> What the task asks: Reproduce all of the listing below without alteration.

# start of Supplied material

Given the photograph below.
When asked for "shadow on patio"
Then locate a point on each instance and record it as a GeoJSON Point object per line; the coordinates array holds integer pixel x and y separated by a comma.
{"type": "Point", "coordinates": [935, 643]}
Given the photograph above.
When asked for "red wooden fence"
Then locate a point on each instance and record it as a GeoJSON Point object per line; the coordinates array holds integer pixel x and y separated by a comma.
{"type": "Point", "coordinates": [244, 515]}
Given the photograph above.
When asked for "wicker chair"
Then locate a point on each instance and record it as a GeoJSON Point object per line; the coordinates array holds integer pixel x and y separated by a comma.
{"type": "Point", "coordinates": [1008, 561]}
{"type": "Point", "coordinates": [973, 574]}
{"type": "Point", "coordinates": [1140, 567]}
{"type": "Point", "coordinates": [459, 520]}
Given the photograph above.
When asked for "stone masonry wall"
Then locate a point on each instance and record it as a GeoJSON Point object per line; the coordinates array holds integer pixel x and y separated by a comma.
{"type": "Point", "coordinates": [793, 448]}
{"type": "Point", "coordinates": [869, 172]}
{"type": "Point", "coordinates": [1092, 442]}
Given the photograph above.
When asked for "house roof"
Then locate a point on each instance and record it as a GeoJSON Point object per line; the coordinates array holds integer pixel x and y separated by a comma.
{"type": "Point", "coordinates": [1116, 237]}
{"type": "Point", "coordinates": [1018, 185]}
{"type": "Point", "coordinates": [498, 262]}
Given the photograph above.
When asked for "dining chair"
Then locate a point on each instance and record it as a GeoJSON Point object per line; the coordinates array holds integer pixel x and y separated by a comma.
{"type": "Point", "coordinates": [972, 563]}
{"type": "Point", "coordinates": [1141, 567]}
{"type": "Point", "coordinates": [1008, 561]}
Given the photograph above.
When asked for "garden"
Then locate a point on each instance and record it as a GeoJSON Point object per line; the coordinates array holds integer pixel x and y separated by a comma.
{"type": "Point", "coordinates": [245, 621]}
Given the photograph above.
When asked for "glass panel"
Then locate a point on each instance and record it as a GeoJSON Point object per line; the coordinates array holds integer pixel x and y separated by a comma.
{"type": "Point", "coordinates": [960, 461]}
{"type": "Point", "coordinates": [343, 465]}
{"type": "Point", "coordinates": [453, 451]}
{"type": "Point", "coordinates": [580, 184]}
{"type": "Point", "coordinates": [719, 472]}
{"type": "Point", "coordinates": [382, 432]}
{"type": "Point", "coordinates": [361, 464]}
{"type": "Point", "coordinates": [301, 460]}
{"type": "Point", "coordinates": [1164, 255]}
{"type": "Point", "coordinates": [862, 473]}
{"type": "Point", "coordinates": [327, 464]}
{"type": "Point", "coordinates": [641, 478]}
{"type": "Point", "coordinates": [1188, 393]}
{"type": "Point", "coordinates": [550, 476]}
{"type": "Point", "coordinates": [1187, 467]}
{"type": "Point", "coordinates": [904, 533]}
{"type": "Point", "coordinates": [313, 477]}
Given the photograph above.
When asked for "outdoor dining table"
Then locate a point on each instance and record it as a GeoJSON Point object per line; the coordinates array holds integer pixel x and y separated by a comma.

# end of Supplied material

> Result for this task:
Given the photograph below.
When asked for "shadow on patio"
Then locate a point on each instance and record it as a GeoJSON Point object per line; the coordinates array holds integer pixel x and y separated by a comma.
{"type": "Point", "coordinates": [935, 643]}
Given the photograph above.
When asked for "red wooden fence"
Then locate a point on each instance and record it as a GeoJSON Point object per line; the coordinates array holds integer pixel x and y separated by a comma.
{"type": "Point", "coordinates": [244, 515]}
Given the photograph above.
When asked for "wicker chair"
Then locate a point on each instance and record it as a GeoJSON Point object per line; the coordinates array holds integer pixel x and y separated by a comma.
{"type": "Point", "coordinates": [1008, 561]}
{"type": "Point", "coordinates": [973, 574]}
{"type": "Point", "coordinates": [1140, 567]}
{"type": "Point", "coordinates": [459, 520]}
Given the photograph above.
When asked for "stone masonry wall"
Then locate a point on each instance and record it as a GeoJSON Point object per line; the coordinates array holds integer pixel x and y separated by a comma.
{"type": "Point", "coordinates": [793, 448]}
{"type": "Point", "coordinates": [869, 172]}
{"type": "Point", "coordinates": [1092, 442]}
Given the photograph above.
When asked for "house roof"
Then locate a point on each instance and record it as a GeoJSON Point object per line; the coordinates array holds integer pixel x and y separated by a comma.
{"type": "Point", "coordinates": [1116, 237]}
{"type": "Point", "coordinates": [1018, 185]}
{"type": "Point", "coordinates": [498, 262]}
Given the photograph above.
When asked for "dining chair"
Then locate a point on each instance and record it as a GeoJSON Point object per line; the coordinates array holds integer pixel x and y separated by a comma.
{"type": "Point", "coordinates": [972, 563]}
{"type": "Point", "coordinates": [1141, 567]}
{"type": "Point", "coordinates": [1008, 561]}
Given the photograph above.
When asked for "garden"
Then locate a point on each instance and record it as a GeoJSON Point object per line; the coordinates array holds integer pixel x and y separated by a comma.
{"type": "Point", "coordinates": [245, 621]}
Given the photograph above.
When asked for "glass panel"
Then locate a point on each instance and record it as a GeoJSON Point object per line; the coordinates array holds integer pixel x and y separated by a comma.
{"type": "Point", "coordinates": [960, 461]}
{"type": "Point", "coordinates": [343, 465]}
{"type": "Point", "coordinates": [453, 451]}
{"type": "Point", "coordinates": [580, 184]}
{"type": "Point", "coordinates": [719, 472]}
{"type": "Point", "coordinates": [382, 432]}
{"type": "Point", "coordinates": [361, 464]}
{"type": "Point", "coordinates": [301, 460]}
{"type": "Point", "coordinates": [1164, 255]}
{"type": "Point", "coordinates": [862, 473]}
{"type": "Point", "coordinates": [327, 464]}
{"type": "Point", "coordinates": [641, 478]}
{"type": "Point", "coordinates": [1188, 393]}
{"type": "Point", "coordinates": [550, 476]}
{"type": "Point", "coordinates": [1187, 467]}
{"type": "Point", "coordinates": [904, 533]}
{"type": "Point", "coordinates": [313, 477]}
Given the photograph above.
When asked for "outdoor dining table"
Then locate a point on each instance and record it as a GeoJSON Point object per line; the coordinates array holds integer pixel x and y separated by a comma.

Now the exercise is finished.